Document text:

════════════════════

Posted on 07/14/2013 11:42:45 AM PDT by Kaslin

Newton’s Third Law of Motion is beginning to be realized in western states politics.  For every action of gun control, big union power grab, and anti-fracking, there is an equal and opposite reaction from liberty.  State legislators are being successfully recalled by their constituent voters.  Citizens and parents are regaining control of their local school boards.  And a large gathering of contiguous counties of Colorado, Nebraska and Kansas are exploring the idea of forming a 51st state.

If all goes well for the denizens of Weld County, Colo., come November, there will be an item on their ballots asking them to vote on a new brewing issue: seceding with eight other Northern counties from the state of Colorado and forming America’s 51st state, Northern Colorado.

Apparently, they’re not bluffing. On Tuesday, Weld County's commissioners raised the issue quite seriously at a bi-annual meeting of the state's county commissioners. Sean Conway, one of Weld's five commissioners, said the idea had first been raised about two to three months ago by a group of concerned citizens.

Precisely 100 years after Isaac Newton published Philosophiæ Naturalis Principia Mathematica (Mathematical Principles of Natural Philosophy), representatives from the original thirteen states convened in Philadelphia for the adoption of the United States Constitution.  What the delegates to the Constitutional Convention had in common with Isaac Newton was the goal of codifying natural laws.

Newton was addressing the matter of physics with his Laws of Motion.  The state delegates were addressing the matter of self-governance with the Laws of Nature.

The United States Constitution was written as the supreme law in reflection of the discoveries pronounced in the Declaration of Independence eleven years earlier.  Rather than promoting some desired utopian outcome, the delegates were attempting to capture an understanding of the Laws of Nature.  Their guidance came from the postulate concepts in the nation’s founding document, that “all men are created equal, that they are endowed by their Creator with certain unalienable Rights, that among these are Life, Liberty and the pursuit of Happiness.”

════════════════════

Available data:
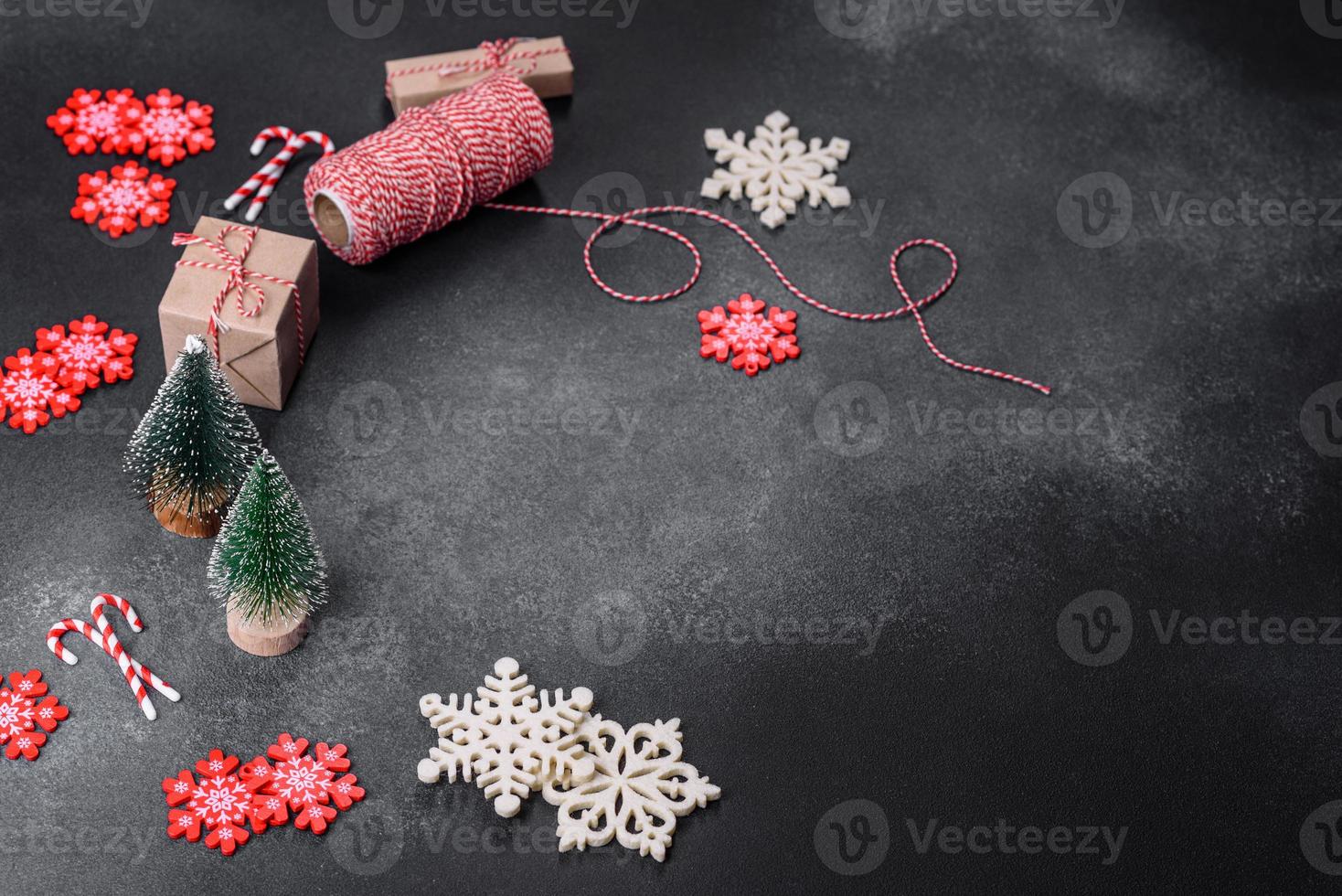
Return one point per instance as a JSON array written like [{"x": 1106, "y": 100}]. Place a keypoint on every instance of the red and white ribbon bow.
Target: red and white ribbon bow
[{"x": 240, "y": 279}]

════════════════════

Stated problem A:
In the post on the proposed 51st state, how many other Northern counties would Weld County secede with?
Stated problem B:
Reproduce the passage of the post on the proposed 51st state starting with "Posted on 07/14/2013" and going on through "state, Northern Colorado.".

Correct response A:
Eight.

Correct response B:
Posted on 07/14/2013 11:42:45 AM PDT by Kaslin

Newton’s Third Law of Motion is beginning to be realized in western states politics.  For every action of gun control, big union power grab, and anti-fracking, there is an equal and opposite reaction from liberty.  State legislators are being successfully recalled by their constituent voters.  Citizens and parents are regaining control of their local school boards.  And a large gathering of contiguous counties of Colorado, Nebraska and Kansas are exploring the idea of forming a 51st state.

If all goes well for the denizens of Weld County, Colo., come November, there will be an item on their ballots asking them to vote on a new brewing issue: seceding with eight other Northern counties from the state of Colorado and forming America’s 51st state, Northern Colorado.